Saved entries

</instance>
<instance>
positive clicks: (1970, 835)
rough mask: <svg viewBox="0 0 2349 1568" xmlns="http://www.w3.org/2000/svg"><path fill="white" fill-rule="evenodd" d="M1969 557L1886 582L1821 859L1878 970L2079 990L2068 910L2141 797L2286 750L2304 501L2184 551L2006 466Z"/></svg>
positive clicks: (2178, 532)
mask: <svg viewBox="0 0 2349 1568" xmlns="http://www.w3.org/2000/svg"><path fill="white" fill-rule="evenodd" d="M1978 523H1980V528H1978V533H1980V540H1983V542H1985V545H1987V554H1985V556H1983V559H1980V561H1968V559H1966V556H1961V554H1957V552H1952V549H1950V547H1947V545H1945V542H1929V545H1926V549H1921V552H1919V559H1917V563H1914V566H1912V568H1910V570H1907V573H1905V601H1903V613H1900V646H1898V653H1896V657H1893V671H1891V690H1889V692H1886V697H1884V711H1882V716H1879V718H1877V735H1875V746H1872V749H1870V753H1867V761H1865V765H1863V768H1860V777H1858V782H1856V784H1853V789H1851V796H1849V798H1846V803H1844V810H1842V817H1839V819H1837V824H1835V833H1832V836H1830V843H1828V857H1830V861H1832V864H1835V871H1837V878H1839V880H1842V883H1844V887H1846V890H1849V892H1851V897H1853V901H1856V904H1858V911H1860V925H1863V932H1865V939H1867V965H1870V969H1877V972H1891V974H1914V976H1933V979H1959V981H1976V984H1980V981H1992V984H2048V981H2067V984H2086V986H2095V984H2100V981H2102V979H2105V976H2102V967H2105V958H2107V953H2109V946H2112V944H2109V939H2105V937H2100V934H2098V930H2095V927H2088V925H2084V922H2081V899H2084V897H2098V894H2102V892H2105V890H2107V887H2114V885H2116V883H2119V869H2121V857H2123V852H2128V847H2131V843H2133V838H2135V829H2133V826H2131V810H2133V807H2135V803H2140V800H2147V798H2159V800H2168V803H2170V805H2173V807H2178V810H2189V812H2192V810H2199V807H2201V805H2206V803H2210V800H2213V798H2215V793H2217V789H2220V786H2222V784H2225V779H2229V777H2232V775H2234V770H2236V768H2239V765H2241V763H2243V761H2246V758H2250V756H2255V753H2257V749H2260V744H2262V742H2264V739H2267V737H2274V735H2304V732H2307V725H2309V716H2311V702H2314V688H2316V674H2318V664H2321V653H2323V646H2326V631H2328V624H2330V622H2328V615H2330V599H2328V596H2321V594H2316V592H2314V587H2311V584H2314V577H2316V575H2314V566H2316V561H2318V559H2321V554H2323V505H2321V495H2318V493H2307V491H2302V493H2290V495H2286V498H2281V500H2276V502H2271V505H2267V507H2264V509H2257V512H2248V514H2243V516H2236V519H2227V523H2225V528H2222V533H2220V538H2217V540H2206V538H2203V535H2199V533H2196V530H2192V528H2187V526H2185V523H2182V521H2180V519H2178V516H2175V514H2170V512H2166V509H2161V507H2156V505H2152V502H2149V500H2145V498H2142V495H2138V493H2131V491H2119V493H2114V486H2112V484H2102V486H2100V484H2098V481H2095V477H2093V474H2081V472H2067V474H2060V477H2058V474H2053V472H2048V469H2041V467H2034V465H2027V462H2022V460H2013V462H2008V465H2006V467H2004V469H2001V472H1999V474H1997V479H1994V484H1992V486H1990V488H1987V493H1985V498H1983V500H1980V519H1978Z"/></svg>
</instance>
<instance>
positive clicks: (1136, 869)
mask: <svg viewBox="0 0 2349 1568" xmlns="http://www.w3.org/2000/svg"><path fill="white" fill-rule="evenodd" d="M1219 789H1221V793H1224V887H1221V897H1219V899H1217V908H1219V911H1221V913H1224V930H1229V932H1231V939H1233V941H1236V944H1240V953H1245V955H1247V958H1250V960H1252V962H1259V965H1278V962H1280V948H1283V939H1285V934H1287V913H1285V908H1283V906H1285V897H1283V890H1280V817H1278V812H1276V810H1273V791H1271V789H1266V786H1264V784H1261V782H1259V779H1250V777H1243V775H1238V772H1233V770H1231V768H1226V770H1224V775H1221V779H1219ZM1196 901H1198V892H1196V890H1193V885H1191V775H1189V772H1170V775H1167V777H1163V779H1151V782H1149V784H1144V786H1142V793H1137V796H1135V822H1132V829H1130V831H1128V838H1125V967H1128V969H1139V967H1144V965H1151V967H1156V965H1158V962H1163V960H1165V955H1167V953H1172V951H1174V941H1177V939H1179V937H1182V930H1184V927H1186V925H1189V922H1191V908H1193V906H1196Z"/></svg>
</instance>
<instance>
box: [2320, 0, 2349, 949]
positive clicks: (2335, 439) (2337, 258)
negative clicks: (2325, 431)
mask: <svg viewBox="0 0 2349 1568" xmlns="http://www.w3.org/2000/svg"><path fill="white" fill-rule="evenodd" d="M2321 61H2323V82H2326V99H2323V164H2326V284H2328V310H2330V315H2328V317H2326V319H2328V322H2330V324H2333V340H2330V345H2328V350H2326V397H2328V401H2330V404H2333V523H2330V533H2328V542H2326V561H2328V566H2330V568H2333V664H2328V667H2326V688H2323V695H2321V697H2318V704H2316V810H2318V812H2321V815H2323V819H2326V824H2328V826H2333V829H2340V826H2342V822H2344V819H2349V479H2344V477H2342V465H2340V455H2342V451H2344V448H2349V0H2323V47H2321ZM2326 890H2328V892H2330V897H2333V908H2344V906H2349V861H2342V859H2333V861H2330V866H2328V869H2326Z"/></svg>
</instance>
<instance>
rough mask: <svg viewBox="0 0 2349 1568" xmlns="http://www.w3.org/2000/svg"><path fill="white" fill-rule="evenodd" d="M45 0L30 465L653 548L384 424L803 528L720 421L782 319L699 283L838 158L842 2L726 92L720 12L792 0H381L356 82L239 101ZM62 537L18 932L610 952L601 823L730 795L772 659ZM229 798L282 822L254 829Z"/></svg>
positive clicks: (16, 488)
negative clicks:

- _DIRECTIONS_: Each record above should be returned exactly as written.

- _ANSWER BOX_:
</instance>
<instance>
positive clicks: (1970, 835)
rough mask: <svg viewBox="0 0 2349 1568" xmlns="http://www.w3.org/2000/svg"><path fill="white" fill-rule="evenodd" d="M1969 557L1886 582L1821 859L1878 970L2079 990L2068 910L2141 797L2286 750L2304 501L2184 551L2006 466Z"/></svg>
positive clicks: (2178, 532)
mask: <svg viewBox="0 0 2349 1568" xmlns="http://www.w3.org/2000/svg"><path fill="white" fill-rule="evenodd" d="M1978 523H1980V528H1978V533H1980V540H1983V542H1985V545H1987V554H1985V556H1983V559H1980V561H1968V559H1966V556H1961V554H1957V552H1952V549H1950V547H1947V545H1945V542H1929V545H1926V549H1921V552H1919V559H1917V563H1914V566H1912V568H1910V570H1907V573H1905V601H1903V613H1900V646H1898V653H1896V657H1893V671H1891V690H1889V692H1886V697H1884V711H1882V716H1879V718H1877V735H1875V746H1872V749H1870V753H1867V761H1865V765H1863V768H1860V777H1858V782H1856V784H1853V789H1851V796H1849V798H1846V803H1844V810H1842V817H1839V819H1837V824H1835V833H1832V836H1830V843H1828V857H1830V861H1832V864H1835V871H1837V878H1839V880H1842V883H1844V887H1846V890H1849V892H1851V897H1853V901H1856V904H1858V911H1860V925H1863V932H1865V939H1867V965H1870V969H1877V972H1891V974H1914V976H1933V979H1959V981H1976V984H1980V981H1992V984H2048V981H2067V984H2086V986H2095V984H2100V981H2102V979H2105V976H2102V967H2105V958H2107V953H2109V946H2112V944H2109V939H2105V937H2100V934H2098V930H2095V927H2088V925H2084V922H2081V899H2084V897H2098V894H2102V892H2105V890H2107V887H2114V885H2116V883H2119V869H2121V857H2123V852H2128V847H2131V843H2133V838H2135V829H2133V826H2131V810H2133V807H2135V803H2140V800H2147V798H2159V800H2168V803H2170V805H2173V807H2178V810H2189V812H2192V810H2199V807H2201V805H2206V803H2210V800H2213V798H2215V793H2217V789H2220V786H2222V784H2225V779H2229V777H2232V775H2234V770H2236V768H2239V765H2241V763H2243V761H2246V758H2250V756H2255V753H2257V749H2260V744H2262V742H2264V739H2267V737H2274V735H2304V732H2307V725H2309V716H2311V702H2314V688H2316V674H2318V664H2321V653H2323V646H2326V631H2328V624H2330V622H2328V615H2330V599H2328V596H2321V594H2316V592H2314V587H2311V584H2314V577H2316V575H2314V566H2316V561H2318V559H2321V554H2323V505H2321V495H2318V493H2307V491H2302V493H2290V495H2286V498H2281V500H2276V502H2271V505H2267V507H2264V509H2257V512H2248V514H2243V516H2236V519H2227V523H2225V528H2222V533H2220V538H2217V540H2206V538H2203V535H2199V533H2196V530H2192V528H2187V526H2185V523H2182V521H2180V519H2178V516H2175V514H2170V512H2166V509H2161V507H2156V505H2152V502H2149V500H2145V498H2142V495H2138V493H2131V491H2119V493H2114V486H2112V484H2102V486H2100V484H2098V481H2095V477H2093V474H2081V472H2067V474H2060V477H2058V474H2053V472H2048V469H2041V467H2034V465H2027V462H2022V460H2013V462H2008V465H2006V467H2004V469H2001V472H1999V474H1997V479H1994V484H1992V486H1990V488H1987V493H1985V498H1983V500H1980V519H1978Z"/></svg>
</instance>
<instance>
positive clicks: (1136, 869)
mask: <svg viewBox="0 0 2349 1568" xmlns="http://www.w3.org/2000/svg"><path fill="white" fill-rule="evenodd" d="M1219 789H1221V793H1224V887H1221V897H1219V899H1217V908H1219V911H1221V913H1224V930H1229V932H1231V939H1233V941H1236V944H1240V953H1245V955H1247V958H1250V960H1252V962H1259V965H1278V962H1280V948H1283V939H1285V934H1287V913H1285V908H1283V906H1285V897H1283V890H1280V817H1278V812H1276V810H1273V791H1271V789H1266V786H1264V784H1261V782H1259V779H1250V777H1243V775H1238V772H1233V770H1231V768H1226V770H1224V775H1221V779H1219ZM1196 901H1198V892H1196V890H1193V885H1191V775H1189V772H1170V775H1167V777H1163V779H1151V782H1149V784H1144V786H1142V793H1137V796H1135V822H1132V829H1130V831H1128V838H1125V967H1128V969H1139V967H1144V965H1151V967H1156V965H1158V962H1163V960H1165V955H1167V953H1172V951H1174V941H1177V939H1179V937H1182V930H1184V927H1186V925H1189V922H1191V908H1193V906H1196Z"/></svg>
</instance>
<instance>
box: [2320, 0, 2349, 949]
positive clicks: (2335, 439) (2337, 258)
negative clicks: (2325, 431)
mask: <svg viewBox="0 0 2349 1568" xmlns="http://www.w3.org/2000/svg"><path fill="white" fill-rule="evenodd" d="M2321 61H2323V82H2326V99H2323V164H2326V284H2328V310H2330V315H2328V317H2326V319H2328V322H2330V324H2333V340H2330V345H2328V350H2326V397H2328V401H2330V404H2333V523H2330V533H2328V542H2326V561H2328V566H2330V568H2333V664H2328V667H2326V688H2323V695H2321V697H2318V704H2316V810H2318V812H2321V815H2323V819H2326V824H2328V826H2333V829H2340V826H2342V822H2344V819H2349V479H2344V477H2342V465H2340V455H2342V451H2344V448H2349V0H2323V47H2321ZM2326 890H2328V892H2330V897H2333V908H2344V906H2349V861H2342V859H2333V861H2330V866H2328V869H2326Z"/></svg>
</instance>
<instance>
rough mask: <svg viewBox="0 0 2349 1568" xmlns="http://www.w3.org/2000/svg"><path fill="white" fill-rule="evenodd" d="M45 0L30 465L653 548L384 424L803 528L720 421L782 319L699 283L838 158L842 2L726 92L720 12L792 0H381L356 82L239 101ZM62 537L18 932L610 952L601 823L730 795L772 659ZM229 798L282 822L254 829Z"/></svg>
positive clicks: (16, 488)
negative clicks:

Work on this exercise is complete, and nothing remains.